▶ _What is needed_: Update the rows below, from the start of the rows up to and including the line with "[28,221,60,253]", by replacing "box coordinates" with "bounding box coordinates" and leaving everything else unchanged. Leave the pictures out of your answer.

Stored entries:
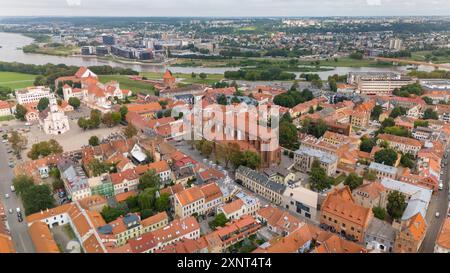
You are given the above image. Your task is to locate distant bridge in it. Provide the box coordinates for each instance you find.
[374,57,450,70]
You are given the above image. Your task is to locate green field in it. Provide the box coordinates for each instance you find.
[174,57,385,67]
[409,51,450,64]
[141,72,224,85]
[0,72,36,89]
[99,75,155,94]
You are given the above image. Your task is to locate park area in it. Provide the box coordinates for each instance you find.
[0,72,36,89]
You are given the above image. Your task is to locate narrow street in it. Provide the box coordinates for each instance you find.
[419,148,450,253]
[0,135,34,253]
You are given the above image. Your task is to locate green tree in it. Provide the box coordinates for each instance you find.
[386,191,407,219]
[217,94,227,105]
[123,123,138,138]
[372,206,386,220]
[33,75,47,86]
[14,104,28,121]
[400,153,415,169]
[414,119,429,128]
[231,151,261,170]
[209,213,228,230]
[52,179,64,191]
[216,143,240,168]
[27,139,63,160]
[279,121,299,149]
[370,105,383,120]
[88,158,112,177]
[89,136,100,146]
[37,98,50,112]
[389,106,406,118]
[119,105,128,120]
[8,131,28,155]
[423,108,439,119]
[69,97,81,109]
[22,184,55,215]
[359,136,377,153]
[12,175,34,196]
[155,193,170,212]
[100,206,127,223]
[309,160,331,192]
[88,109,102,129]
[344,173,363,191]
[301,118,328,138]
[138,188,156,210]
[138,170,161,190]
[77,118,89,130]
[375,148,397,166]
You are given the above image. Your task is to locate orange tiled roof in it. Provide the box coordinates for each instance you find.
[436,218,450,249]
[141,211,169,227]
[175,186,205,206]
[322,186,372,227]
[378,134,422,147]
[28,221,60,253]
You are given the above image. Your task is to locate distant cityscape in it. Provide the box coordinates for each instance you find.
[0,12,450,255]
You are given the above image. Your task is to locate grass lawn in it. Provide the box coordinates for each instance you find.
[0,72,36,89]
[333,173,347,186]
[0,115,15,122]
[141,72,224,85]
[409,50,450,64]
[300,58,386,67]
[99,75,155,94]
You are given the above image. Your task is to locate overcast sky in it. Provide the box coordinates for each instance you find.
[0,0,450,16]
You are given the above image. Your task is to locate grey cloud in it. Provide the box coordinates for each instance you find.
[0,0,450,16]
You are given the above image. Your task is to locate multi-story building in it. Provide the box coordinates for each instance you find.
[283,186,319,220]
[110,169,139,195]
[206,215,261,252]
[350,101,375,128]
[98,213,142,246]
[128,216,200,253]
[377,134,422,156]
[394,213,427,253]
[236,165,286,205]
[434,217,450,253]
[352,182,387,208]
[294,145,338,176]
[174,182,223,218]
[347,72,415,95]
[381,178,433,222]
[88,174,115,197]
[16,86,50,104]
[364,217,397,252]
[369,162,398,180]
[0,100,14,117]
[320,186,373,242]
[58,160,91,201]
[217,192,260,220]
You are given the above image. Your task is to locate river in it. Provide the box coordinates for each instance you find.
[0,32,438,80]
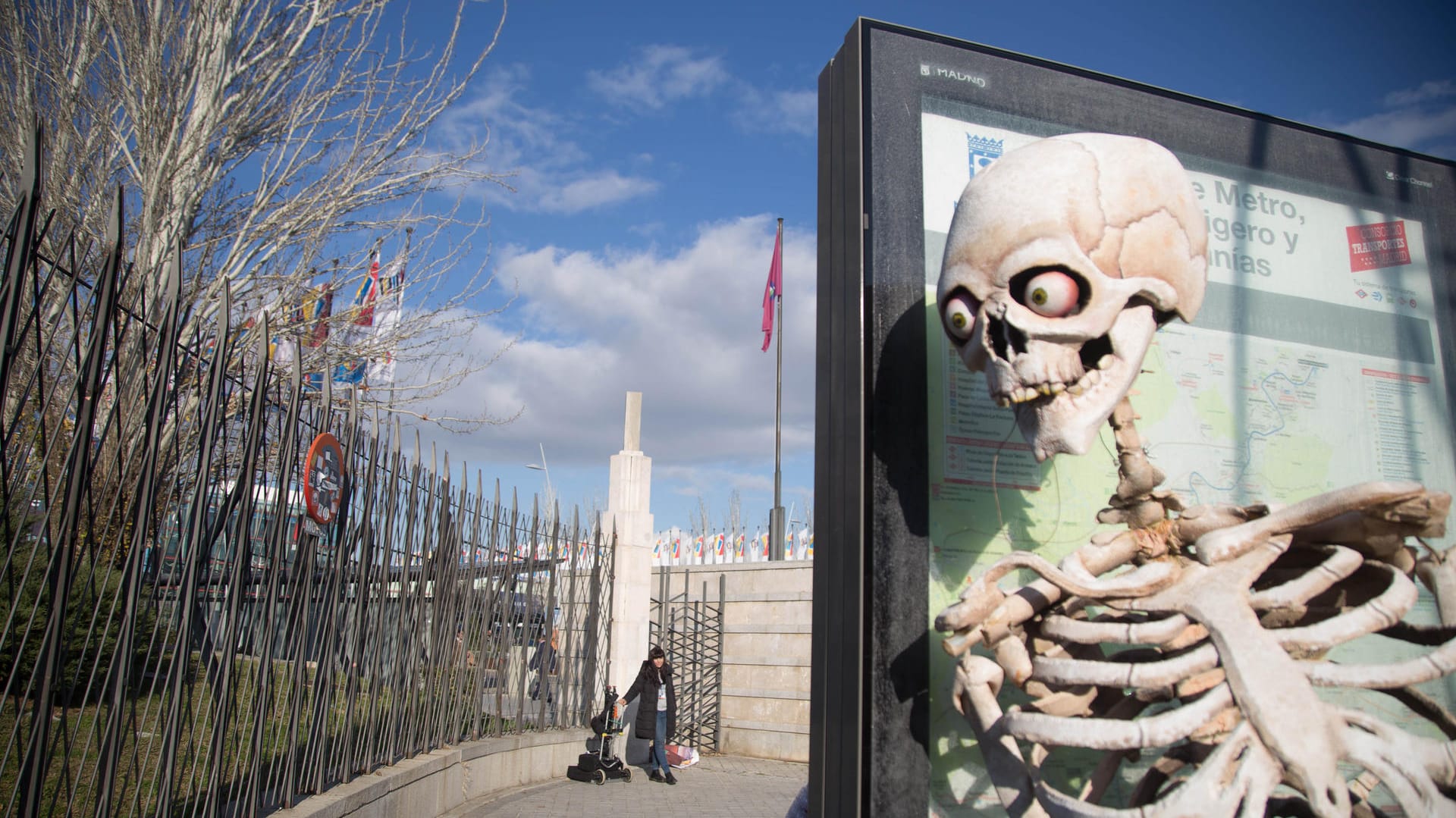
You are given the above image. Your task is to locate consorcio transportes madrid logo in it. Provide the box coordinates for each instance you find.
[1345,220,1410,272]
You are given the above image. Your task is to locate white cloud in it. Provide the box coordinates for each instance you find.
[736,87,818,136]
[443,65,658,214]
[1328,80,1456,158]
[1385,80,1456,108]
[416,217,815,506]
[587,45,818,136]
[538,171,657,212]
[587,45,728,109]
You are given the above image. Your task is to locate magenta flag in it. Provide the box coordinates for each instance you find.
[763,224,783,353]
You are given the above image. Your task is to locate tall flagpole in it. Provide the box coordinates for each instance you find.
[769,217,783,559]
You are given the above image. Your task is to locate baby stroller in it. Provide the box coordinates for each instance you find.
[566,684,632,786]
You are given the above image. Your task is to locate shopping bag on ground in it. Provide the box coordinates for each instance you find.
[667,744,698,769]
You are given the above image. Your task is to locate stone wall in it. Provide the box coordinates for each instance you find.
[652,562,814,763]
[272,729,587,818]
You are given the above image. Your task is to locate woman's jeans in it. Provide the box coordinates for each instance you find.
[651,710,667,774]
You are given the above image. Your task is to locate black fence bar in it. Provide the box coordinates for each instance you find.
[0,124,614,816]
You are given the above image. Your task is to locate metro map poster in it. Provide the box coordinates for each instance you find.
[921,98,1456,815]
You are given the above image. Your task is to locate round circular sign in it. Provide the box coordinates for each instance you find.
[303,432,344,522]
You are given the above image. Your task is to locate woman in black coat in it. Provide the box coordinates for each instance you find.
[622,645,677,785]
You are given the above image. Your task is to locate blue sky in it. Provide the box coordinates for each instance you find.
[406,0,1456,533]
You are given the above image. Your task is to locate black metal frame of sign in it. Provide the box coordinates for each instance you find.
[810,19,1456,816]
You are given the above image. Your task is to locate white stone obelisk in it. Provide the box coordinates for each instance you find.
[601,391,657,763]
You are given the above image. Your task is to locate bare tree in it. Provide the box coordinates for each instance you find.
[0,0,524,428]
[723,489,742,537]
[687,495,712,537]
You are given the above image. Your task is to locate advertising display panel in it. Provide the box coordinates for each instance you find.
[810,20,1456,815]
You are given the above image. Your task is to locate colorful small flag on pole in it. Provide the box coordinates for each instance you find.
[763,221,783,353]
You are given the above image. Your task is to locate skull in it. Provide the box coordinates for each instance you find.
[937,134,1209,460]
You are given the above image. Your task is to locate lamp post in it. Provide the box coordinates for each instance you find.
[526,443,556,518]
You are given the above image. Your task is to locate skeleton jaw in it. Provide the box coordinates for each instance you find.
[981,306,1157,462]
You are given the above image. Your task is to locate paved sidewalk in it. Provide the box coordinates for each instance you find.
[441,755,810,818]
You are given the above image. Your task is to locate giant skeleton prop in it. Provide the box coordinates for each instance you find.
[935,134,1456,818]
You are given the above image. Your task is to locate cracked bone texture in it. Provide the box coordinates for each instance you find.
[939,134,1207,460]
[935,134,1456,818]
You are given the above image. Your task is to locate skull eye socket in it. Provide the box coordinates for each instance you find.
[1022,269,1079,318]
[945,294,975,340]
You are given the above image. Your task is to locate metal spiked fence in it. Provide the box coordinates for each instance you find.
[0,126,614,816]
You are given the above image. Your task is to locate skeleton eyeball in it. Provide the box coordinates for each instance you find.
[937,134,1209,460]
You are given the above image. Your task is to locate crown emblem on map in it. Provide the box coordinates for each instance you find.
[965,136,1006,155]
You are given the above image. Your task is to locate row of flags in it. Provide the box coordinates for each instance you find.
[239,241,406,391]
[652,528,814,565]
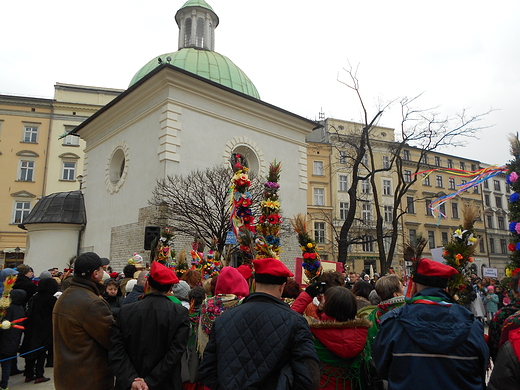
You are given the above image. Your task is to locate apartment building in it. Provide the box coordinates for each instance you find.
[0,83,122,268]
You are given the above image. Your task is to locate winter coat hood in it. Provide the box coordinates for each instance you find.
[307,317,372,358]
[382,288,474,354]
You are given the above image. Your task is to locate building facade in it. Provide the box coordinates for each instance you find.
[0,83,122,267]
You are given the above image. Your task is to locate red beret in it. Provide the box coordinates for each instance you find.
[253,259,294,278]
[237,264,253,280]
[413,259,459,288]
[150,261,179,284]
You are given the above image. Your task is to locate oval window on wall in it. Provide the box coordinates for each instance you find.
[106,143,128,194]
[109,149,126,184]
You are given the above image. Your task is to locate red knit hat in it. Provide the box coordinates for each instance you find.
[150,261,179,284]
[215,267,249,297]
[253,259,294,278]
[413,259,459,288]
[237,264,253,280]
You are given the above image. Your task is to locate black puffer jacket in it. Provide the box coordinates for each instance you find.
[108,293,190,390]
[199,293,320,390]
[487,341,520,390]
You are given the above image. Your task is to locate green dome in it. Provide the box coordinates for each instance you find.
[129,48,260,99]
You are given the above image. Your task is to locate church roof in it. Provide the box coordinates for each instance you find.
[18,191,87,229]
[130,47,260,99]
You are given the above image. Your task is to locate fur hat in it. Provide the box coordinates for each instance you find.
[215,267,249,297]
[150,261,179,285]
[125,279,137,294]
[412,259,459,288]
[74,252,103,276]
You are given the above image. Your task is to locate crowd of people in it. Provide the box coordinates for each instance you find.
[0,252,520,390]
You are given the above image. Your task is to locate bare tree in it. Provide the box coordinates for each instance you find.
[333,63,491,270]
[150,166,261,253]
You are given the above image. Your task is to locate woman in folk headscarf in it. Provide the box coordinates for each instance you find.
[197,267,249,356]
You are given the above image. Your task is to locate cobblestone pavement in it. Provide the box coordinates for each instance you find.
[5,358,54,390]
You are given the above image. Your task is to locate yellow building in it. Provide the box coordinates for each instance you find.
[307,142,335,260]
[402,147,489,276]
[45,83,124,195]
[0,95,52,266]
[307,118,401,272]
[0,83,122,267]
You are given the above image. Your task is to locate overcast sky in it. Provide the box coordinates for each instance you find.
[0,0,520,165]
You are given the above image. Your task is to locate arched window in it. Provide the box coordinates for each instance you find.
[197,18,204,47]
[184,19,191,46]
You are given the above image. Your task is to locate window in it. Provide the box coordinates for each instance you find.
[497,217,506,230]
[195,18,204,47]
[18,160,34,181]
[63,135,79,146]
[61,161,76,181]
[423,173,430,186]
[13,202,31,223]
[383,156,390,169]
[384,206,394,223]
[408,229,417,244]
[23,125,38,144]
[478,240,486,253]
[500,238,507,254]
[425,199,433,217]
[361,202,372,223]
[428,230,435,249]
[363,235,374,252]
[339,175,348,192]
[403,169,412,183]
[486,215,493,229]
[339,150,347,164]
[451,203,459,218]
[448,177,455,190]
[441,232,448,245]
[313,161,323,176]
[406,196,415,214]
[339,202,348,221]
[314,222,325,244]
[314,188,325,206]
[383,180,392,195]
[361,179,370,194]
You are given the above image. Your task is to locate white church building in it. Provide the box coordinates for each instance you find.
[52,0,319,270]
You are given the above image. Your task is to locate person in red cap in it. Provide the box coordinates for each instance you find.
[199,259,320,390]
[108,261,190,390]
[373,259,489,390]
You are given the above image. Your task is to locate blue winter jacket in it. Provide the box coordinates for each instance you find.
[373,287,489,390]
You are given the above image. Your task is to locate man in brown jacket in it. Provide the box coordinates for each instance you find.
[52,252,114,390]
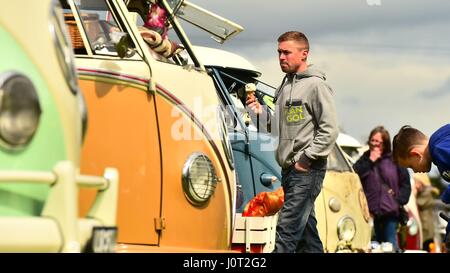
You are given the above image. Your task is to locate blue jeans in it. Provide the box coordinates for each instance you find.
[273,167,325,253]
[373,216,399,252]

▶ _Expected answer_:
You are given the above image. Your task is to locate distant bridge in it. Provide the bounding box coordinates for each instance you find.
[374,57,450,70]
You are given the above image. Your task is to locate green field in it. Provide the bounding box coordinates for each instance you find.
[174,57,385,67]
[409,51,450,64]
[141,72,224,85]
[0,72,36,89]
[99,75,155,94]
You are given the above image. Your task is to locate park area in it. Provide the bounding box coordinates for each instance you find.
[0,72,36,89]
You are given the above image. Your task is to locate narrow street in it. Provide the bounding box coordinates for each instance you find.
[419,148,450,253]
[0,135,34,253]
You are given the above image. Your task is to locate green tree in it. Provide the bounding box coordinates for each instance you find.
[386,191,407,219]
[217,94,227,105]
[123,123,138,138]
[372,206,386,220]
[33,75,47,86]
[14,104,28,121]
[400,153,415,169]
[414,119,429,128]
[231,151,261,170]
[209,213,228,230]
[52,179,64,191]
[216,143,240,168]
[27,139,63,160]
[279,121,299,149]
[370,105,383,120]
[88,158,112,177]
[89,136,100,146]
[37,98,50,112]
[389,106,406,118]
[119,105,128,120]
[8,131,28,155]
[423,108,439,119]
[69,97,81,109]
[22,184,55,215]
[359,136,377,153]
[12,175,34,196]
[155,193,170,212]
[100,206,127,223]
[309,160,331,192]
[88,109,102,129]
[344,173,363,191]
[301,118,328,138]
[138,188,156,210]
[138,170,161,190]
[77,118,89,130]
[375,148,397,166]
You are given the above image. Your task is to locate orange tiled roof in it. Provide the bounding box coordinates for each instance you find.
[436,218,450,249]
[141,211,169,227]
[175,186,205,206]
[322,186,372,227]
[378,134,422,147]
[28,221,60,253]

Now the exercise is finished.